■ TEXT BLOCK:
----
Wednesday, September 22, 2010

So, you can imagine my shock and dismay when ...

... they said "cancer".

But since this is what finally caused me to write a blog, I'll start at the beginning ...

I first felt a lump in my right breast, I think, in May ... it could have been late April.  I was excited for my upcoming trip to Kansas City, Missouri to witness the Nauvoo Temple wedding of James & Hannah Michaelis ... son of my "lifelong" friend, Betsy Michaelis.  We were enjoying our final season of Eastlake High School lacrosse, Blake's prom, and end-of-the-year concerts, parties, & banquets.  Typically, I was squeezing too much activity into too little time ... but, hey, ... THAT'S HOW I ROLL!

It's almost as if the lump just "appeared" ... and even then, I didn't take much notice.  I remembered a Relief Society Homemaking Evening where someone was speaking on women's health issues and passed around a "training boob" (is there a nicer way to say it?) that had been loaded with lumps so that we could feel what we should be looking for in our own breasts.  I remembered those lumps to have been very round-like-a-marble feeling .... mine was "long".  So, basically, I wrote it off as being some kind of "irregularity" ... I was thinking that, here I was .. FIFTY-ONE ... neck-deep in menopause ... and all kinds of crazy stuff was going on in my body.

I had an awesome time in Missouri!

... got home just in time for Blake's Graduation & Party
... YSA conference
... Ward Campout
... took a Jeep adventure with Blake ... to Utah for his summer landscaping job (code for weed-picker)
... came home to have teenager fun with my niece, Kindred
... showers, parties, celebrations of every kind and description
... & prepped for Chad's mission homecoming

It was a fun & busy summer ... and somewhere along the line I morphed the "irregularity" into "maybe a breast infection of some kind" ... in my head.

Finally, that Voice in my head that knows what He's talking about said ... "You really need to get this checked".

Now, I had had a mammogram in 2008 ... I was a little behind ... maybe 6 or 8 months.  So I went online to make an appointment & received an automated response for an October 10th appointment.  I responded that I was happy to keep the appointment, but that I had felt a lump ... everything rolled at a pretty quick pace from there ... and not at the most convenient time ...  on Thursday, August 12th I had a mammogram.

And ... Chad returned from the Chile Santiago North Mission on Tuesday, August 17th at 10:30 a.m.  What a wonderful feeling to get a son back in your arms again after two years!  His siblings, niece & nephews, and grandparents had come to join in the week-long-group-hug! 

Two days later we celebrated Blake's Eagle in a Court of Honor overlooking a sunset reflected on Otay Lakes.
----
■ EXERCISE INSTRUCTIONS:
1: Write out the part of the blog post between "And ... Chad" and "in the week-long-group-hug!", inclusive.
2: Answer these questions from the blog post:
(a) In what year did the writer have the earlier mammogram?
(b) Which mission did Chad return from?
(c) What did Blake's Court of Honor overlook?
----
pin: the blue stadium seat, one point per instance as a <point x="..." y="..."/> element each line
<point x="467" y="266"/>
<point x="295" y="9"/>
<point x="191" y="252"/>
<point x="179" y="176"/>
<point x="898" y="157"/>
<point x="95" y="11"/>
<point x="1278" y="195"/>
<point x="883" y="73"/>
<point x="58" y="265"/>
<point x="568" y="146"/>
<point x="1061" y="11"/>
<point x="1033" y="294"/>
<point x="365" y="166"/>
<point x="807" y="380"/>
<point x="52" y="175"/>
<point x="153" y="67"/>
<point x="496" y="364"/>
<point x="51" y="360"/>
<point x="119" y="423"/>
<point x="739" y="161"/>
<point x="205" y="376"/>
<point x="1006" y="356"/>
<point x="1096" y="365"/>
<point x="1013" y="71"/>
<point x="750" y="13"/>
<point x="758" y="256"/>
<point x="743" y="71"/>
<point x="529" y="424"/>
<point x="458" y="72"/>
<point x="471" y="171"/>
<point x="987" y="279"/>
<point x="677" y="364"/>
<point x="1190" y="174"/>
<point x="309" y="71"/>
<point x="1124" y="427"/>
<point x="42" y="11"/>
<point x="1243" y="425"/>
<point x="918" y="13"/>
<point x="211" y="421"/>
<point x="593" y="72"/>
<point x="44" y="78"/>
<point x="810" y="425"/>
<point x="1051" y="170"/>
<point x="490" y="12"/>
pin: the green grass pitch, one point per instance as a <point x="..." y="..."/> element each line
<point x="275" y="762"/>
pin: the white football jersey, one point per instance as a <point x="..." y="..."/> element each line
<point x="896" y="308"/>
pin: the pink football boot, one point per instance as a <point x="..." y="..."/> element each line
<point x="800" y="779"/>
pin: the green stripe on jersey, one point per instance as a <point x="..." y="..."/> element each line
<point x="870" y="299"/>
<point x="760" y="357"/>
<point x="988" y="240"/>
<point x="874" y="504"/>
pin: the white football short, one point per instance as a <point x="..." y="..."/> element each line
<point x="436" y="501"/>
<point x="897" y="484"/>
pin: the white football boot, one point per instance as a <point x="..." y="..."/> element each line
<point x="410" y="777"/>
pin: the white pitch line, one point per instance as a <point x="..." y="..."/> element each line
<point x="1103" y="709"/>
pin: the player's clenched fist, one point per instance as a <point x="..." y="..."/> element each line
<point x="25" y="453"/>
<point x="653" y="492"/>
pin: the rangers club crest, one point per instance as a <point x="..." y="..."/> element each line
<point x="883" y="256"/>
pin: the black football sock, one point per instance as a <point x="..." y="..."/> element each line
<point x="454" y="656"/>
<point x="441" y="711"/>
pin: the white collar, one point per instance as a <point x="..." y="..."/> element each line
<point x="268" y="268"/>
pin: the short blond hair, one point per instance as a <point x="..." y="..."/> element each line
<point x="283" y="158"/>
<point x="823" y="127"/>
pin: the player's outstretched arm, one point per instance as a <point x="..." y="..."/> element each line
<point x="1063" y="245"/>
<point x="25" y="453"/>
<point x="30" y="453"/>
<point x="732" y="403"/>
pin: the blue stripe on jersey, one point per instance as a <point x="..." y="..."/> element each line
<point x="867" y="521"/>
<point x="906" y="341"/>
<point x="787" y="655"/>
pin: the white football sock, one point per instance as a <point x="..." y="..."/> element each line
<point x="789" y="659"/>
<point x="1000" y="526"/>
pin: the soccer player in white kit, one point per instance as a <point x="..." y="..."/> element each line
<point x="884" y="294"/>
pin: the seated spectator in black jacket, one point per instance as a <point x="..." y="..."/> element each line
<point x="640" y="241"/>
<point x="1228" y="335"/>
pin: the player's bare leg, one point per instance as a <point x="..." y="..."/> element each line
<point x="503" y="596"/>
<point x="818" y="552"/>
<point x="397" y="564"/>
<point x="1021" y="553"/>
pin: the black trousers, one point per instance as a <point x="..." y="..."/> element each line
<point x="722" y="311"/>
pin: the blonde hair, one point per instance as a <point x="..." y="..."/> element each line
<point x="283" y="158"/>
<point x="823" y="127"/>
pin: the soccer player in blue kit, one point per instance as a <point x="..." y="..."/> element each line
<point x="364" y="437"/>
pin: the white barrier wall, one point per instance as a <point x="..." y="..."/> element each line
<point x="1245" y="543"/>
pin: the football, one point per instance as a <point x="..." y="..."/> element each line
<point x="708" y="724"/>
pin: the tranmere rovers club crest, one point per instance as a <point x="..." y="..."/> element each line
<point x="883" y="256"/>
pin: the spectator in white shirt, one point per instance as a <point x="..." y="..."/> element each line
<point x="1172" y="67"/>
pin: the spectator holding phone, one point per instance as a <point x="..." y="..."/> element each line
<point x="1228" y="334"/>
----
■ RESULTS BY TASK:
1:
And ... Chad returned from the Chile Santiago North Mission on Tuesday, August 17th at 10:30 a.m.  What a wonderful feeling to get a son back in your arms again after two years!  His siblings, niece & nephews, and grandparents had come to join in the week-long-group-hug!

2:
(a) 2008
(b) The Chile Santiago North Mission
(c) A sunset reflected on Otay Lakes